* CONSIGNE
D'après le texte fourni, dans quelle ville l'héroïne enseigne-t-elle la philosophie ?

* TEXTE FOURNI
« Au commencement était la peur. » Elle évolue à l'intérieur d'une petite fille, qui grandit « impasse Verlaine », titre du premier roman somptueux de Dalie Farah. L'abcès n'étant toujours pas crevé, l'angoisse ne fait que croître au fil des années. La voilà adulte à Thiers, ce coin d'Auvergne où elle enseigne la philosophie, une matière qui constitue sa colonne vertébrale. Alors qu'elle s'apprête à aller donner un cours, elle se fait presque écraser par une voiture. Le klaxon retentit, mais elle n'a qu'un réflexe : un doigt d'honneur. Le chauffeur lui hurle dessus. Elle le regarde droit dans les yeux et refait son geste. La réaction ne tarde pas, puisque cet homme agressif la gifle. Par ricochet, cela fait écho en elle à tant d'autres coups.
« Pourquoi la violence et moi et moi et moi ? », s'interroge l'auteure qui revient sur d'autres épisodes révélateurs. Les professeurs sont souvent confrontés à une certaine agressivité, même dans leur mission d'éducation. Comment ne pas songer à Samuel Paty, cet enseignant décapité l'an dernier parce qu'il transmettait à ses élèves l'idée de liberté d'expression ? « La violence n'est pas née du néant. Elle a toujours été là. » Voilà pourquoi la narratrice revient aux sources de la sienne. Omniprésente, la violence physique et psychologique n'est jamais reconnue et souvent mise sous silence. Elle revient sous diverses formes pour envahir tous les champs du quotidien. Si le roman précédent de Dalie Farah explorait celle qui sévit dans le cadre familial, celui-ci la décrit dans la vie de tous les jours. Cassée durant son enfance, cette enseignante idéaliste semble vouloir réparer quelque chose. Mais entre l'utopie et la réalité, il y a un gouffre... Son parcours exemplaire questionne le déterminisme social et scolaire. L'héroïne « donne de l'espoir, elle est l'espoir, un chef-d'œuvre de la République, première de sa classe. Applaudissements ». En pleine crise identitaire, cette rebelle se cherche, se perd, se cogne ou s'oblige à briller pour flatter son père, mais elle reste éternellement en guerre. « Sa vie est un fait d'armes, sa survie aussi. Comme elle n'a jamais quitté son enfance, elle est constituée à 75 % de peur. » Celle-ci trouve racine dans des traumas invisibles. « Le danger vient de partout pour entrer à l'intérieur du corps féminin. Son corps est sa maison, une maison dont elle n'a jamais eu les clés. »

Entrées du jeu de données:
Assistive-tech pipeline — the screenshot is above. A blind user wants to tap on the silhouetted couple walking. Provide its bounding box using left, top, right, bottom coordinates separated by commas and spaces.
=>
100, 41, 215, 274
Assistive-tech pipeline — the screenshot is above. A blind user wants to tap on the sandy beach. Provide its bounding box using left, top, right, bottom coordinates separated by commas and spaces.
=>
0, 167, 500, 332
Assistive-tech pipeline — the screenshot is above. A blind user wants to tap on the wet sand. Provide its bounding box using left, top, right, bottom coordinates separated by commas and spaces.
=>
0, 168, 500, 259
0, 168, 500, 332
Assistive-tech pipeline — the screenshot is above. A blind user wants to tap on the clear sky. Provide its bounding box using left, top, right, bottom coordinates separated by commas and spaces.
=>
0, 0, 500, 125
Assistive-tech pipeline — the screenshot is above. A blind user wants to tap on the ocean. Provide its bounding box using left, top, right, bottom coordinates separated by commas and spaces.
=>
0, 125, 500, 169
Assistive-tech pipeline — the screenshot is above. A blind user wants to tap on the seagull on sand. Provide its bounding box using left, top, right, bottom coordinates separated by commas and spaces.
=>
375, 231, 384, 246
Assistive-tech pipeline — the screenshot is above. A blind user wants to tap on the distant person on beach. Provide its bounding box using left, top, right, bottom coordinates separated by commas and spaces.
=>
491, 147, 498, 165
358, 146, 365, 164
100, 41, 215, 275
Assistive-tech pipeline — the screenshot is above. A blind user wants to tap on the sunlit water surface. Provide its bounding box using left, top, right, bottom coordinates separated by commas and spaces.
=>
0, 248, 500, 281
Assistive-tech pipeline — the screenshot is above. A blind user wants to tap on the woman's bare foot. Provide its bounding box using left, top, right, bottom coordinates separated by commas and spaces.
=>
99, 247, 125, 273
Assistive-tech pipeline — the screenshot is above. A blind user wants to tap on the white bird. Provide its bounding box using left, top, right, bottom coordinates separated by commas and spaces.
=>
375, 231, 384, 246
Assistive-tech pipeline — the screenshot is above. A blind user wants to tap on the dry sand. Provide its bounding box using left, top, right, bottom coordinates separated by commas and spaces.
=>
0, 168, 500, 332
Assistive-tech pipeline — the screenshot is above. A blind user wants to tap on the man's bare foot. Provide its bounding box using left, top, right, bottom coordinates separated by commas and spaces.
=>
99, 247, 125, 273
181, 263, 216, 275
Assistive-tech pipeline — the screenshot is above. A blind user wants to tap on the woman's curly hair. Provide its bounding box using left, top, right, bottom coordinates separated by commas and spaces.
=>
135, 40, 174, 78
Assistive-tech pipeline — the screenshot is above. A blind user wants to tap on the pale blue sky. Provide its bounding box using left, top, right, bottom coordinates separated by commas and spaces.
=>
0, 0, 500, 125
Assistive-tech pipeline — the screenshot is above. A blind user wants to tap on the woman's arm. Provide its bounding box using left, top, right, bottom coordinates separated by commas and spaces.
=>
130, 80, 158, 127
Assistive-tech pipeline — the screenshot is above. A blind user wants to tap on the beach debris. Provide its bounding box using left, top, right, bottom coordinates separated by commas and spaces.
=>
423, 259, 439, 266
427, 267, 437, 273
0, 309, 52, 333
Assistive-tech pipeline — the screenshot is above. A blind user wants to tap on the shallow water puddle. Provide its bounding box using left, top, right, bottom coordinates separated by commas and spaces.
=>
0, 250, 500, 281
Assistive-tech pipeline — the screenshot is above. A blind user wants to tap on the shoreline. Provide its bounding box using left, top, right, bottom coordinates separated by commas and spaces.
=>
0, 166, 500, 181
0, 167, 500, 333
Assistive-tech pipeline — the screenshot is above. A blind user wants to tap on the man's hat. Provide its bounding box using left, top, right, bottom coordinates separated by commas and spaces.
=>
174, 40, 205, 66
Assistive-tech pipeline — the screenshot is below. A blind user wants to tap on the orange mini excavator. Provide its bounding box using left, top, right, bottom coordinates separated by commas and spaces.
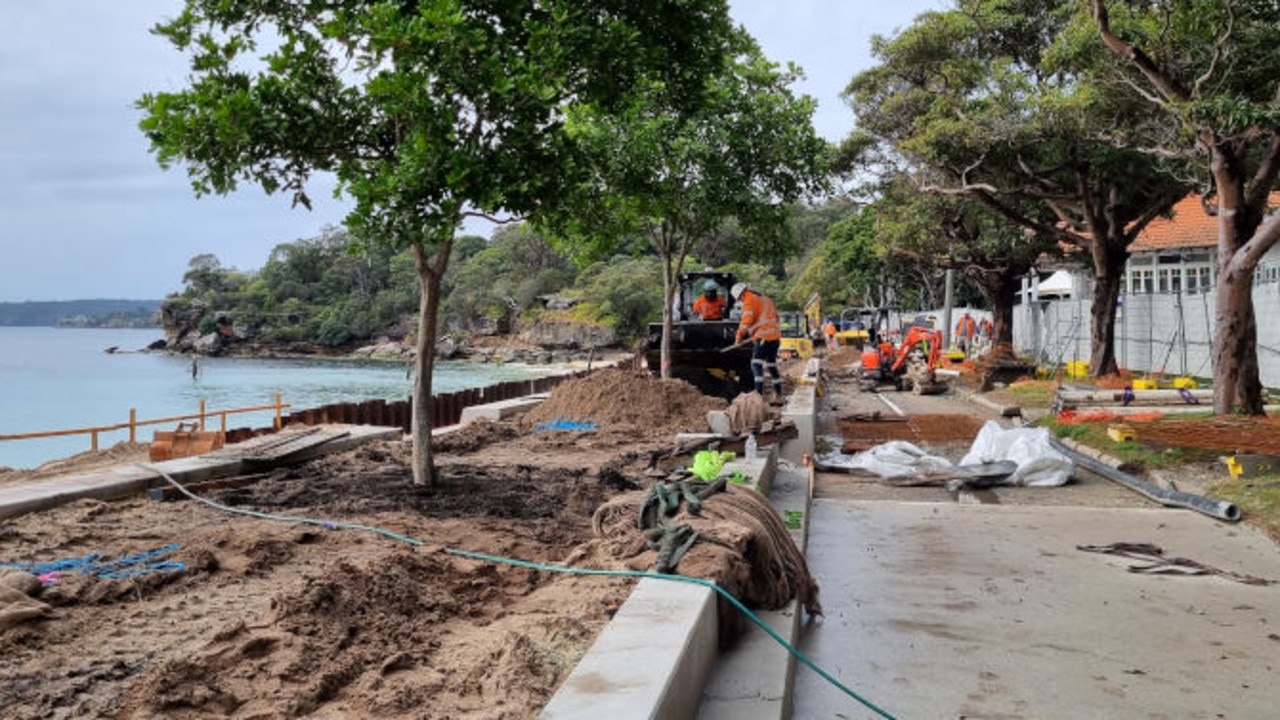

* RÉPONSE PROPOSÉE
Elle enseigne la philosophie à Thiers, en Auvergne.